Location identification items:
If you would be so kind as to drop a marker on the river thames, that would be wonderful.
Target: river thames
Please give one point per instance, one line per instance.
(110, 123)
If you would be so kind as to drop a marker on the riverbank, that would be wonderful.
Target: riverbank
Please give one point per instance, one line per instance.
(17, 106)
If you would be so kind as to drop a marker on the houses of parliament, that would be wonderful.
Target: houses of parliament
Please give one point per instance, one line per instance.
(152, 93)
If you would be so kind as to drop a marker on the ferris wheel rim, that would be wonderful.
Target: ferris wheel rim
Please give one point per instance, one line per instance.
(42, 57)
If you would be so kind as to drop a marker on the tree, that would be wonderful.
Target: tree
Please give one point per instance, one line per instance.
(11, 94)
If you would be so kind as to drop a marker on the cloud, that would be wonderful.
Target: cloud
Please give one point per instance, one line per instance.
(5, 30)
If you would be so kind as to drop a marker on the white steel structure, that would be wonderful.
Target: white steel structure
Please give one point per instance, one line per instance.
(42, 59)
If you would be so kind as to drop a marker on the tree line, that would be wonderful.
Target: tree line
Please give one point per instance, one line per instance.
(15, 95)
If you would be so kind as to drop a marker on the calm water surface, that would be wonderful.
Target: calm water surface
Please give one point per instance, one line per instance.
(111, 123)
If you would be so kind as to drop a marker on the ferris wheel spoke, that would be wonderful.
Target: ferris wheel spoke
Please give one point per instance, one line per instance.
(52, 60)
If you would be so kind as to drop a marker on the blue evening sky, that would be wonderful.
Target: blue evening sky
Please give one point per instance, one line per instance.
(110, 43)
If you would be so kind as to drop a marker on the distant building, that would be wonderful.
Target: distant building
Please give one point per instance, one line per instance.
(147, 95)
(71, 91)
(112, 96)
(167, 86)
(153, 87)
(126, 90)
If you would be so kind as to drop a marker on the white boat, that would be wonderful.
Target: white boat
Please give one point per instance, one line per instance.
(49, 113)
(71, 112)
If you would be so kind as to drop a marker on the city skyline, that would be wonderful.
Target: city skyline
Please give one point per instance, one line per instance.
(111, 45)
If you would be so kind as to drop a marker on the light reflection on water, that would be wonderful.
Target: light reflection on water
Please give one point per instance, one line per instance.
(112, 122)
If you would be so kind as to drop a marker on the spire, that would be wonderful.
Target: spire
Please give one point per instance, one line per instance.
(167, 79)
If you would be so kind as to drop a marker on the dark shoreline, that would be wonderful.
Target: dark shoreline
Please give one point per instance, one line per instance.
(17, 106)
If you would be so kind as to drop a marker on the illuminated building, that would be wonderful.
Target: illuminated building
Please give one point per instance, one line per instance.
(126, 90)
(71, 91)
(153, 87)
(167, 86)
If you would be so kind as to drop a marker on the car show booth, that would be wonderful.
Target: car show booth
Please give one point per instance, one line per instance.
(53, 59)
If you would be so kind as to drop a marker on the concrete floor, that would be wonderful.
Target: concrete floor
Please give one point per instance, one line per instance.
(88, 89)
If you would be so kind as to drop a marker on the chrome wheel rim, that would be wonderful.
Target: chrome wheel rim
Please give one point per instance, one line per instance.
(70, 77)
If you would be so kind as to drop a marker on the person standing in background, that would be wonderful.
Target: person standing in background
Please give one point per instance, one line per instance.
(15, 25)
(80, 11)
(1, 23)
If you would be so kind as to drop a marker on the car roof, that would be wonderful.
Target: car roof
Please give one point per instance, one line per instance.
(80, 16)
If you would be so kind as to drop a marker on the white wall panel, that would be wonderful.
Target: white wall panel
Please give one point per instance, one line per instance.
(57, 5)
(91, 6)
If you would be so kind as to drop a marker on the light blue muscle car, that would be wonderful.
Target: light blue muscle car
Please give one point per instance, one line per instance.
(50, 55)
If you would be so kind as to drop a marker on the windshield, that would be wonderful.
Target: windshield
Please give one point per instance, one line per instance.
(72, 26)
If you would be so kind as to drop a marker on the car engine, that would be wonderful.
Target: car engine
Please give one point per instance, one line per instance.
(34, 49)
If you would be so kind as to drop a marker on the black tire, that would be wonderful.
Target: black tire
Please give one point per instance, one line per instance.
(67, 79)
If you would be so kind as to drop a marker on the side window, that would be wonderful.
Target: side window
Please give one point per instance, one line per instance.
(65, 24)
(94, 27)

EXERCISE DIRECTIONS:
Output each record precisely as given.

EXERCISE ANSWER:
If you would be so kind as to drop a marker on the river thames, that would be wonderful.
Target: river thames
Please give one point per instance, one line per instance.
(110, 123)
If you would be so kind as to drop a marker on the riverbank, that would be wonderful.
Target: riverbank
Please give one point per instance, one line per instance.
(17, 106)
If you would be so kind as to drop a marker on the houses of parliament, that would be wonderful.
Target: houses of parliament
Please give one point per instance, one line per instance.
(152, 93)
If you would be so kind as to drop a marker on the ferris wheel rim, that would be wonderful.
Target: ferris wheel rim
Please give one point per instance, one line per instance.
(42, 57)
If you would be so kind as to drop a marker on the tree, that would be wonderful.
Target: tree
Please give one point per instance, one line per instance.
(11, 94)
If you would be so kind as to drop a marker on the cloud, that would be wonderful.
Target: cloud
Please give one point per instance, one line per instance.
(5, 30)
If you would be so kind as to drop a marker on the white steel structure, that would be wonderful.
Target: white steel structure
Please give one point per instance, one line per instance.
(42, 59)
If you would be so kind as to drop a marker on the tree line, that would be wonderful.
Target: tree line
Please give one point per instance, one line per instance.
(15, 95)
If you would be so kind as to drop a marker on the calm water surface, that would be wonderful.
Target: calm water surface
Please give one point per instance, one line per instance.
(111, 123)
If you would be so kind as to drop a marker on the ferris wheel spoke, that would be wonderful.
Target: ferris wheel spoke
Please give one point per instance, one line per instance.
(52, 60)
If you would be so kind as to drop a marker on the blue evening sky, that would be wonderful.
Target: blue evening sky
Please give one point per instance, one line per instance.
(110, 43)
If you would be so kind as to drop a marker on the distant building, that would be wonderful.
Target: distant building
Please give one point per instance, one line per instance.
(147, 95)
(71, 91)
(112, 96)
(167, 86)
(153, 87)
(126, 90)
If you would be so kind as to drop a marker on the white boat, that would be wonderful.
Target: white boat
Please give one point per instance, one line per instance.
(49, 113)
(71, 112)
If you would be so kind as to drop a marker on the city skyline, that would be wonderful.
Target: city skyline
Please give one point per instance, one line per instance.
(111, 45)
If you would be so kind as to drop a marker on the light reflection on water, that would be wonderful.
Target: light reflection on water
Please give one point per instance, one line per instance.
(112, 122)
If you would be so kind as to drop a marker on the spire, that would be wonderful.
Target: spire
Please give one point per instance, one line per instance.
(167, 79)
If you would be so kind as to drop a marker on the dark shoreline, that would be wonderful.
Target: dark shoreline
Please give one point per instance, one line per instance.
(17, 106)
If you would be so kind as to drop a marker on the illuminated building, that would be wonderful.
Target: illuminated building
Please give one point per instance, one line per instance.
(126, 90)
(71, 91)
(153, 87)
(167, 86)
If you would be so kind as to drop a marker on the car show booth, that would be wonderful.
Target: car show booth
Please give one point per instance, one line per instance.
(53, 59)
If you would be so kind as to drop a marker on the concrete floor, that would be wonderful.
Target: concrete floor
Please give one point per instance, one line per instance.
(88, 89)
If you would be so kind as to drop a marker on the chrome wheel rim, that would be wonderful.
Target: chrome wheel rim
Please give one point per instance, one line per instance.
(70, 77)
If you would be so kind as to drop a marker on the person standing in background, that would be wonderful.
Target: person standing in background
Please give one point per instance, one line per instance.
(15, 25)
(80, 11)
(1, 23)
If you would be so kind as to drop a marker on the car roof, that would be wonderful.
Target: car roof
Please give one point per instance, one line per instance.
(80, 16)
If you would be so kind as to drop a marker on the white wall panel, that would be wonderful.
Target: white wall panel
Please give one point per instance, one line per instance.
(57, 5)
(91, 6)
If you would be so kind as to drop a marker on the light blue muscle car, that would be wonderful.
Target: light blue muscle car
Please give one point per instance, one line per instance.
(50, 55)
If you would be so kind as to drop a marker on the windshield, that would be wonderful.
Target: windshield
Please give one point per instance, one line per instance.
(72, 26)
If you would be so kind as to drop a marker on the car engine, that would be wonderful.
Target: car engine
Please give one point per instance, one line per instance.
(34, 49)
If you would be so kind as to drop a marker on the black tire, that would be wonderful.
Target: black tire
Please give one point per instance, one line per instance.
(67, 79)
If you would be so kind as to drop a marker on the side window, that would be wonderful.
Target: side window
Please give one point per instance, one line per instance.
(65, 24)
(94, 27)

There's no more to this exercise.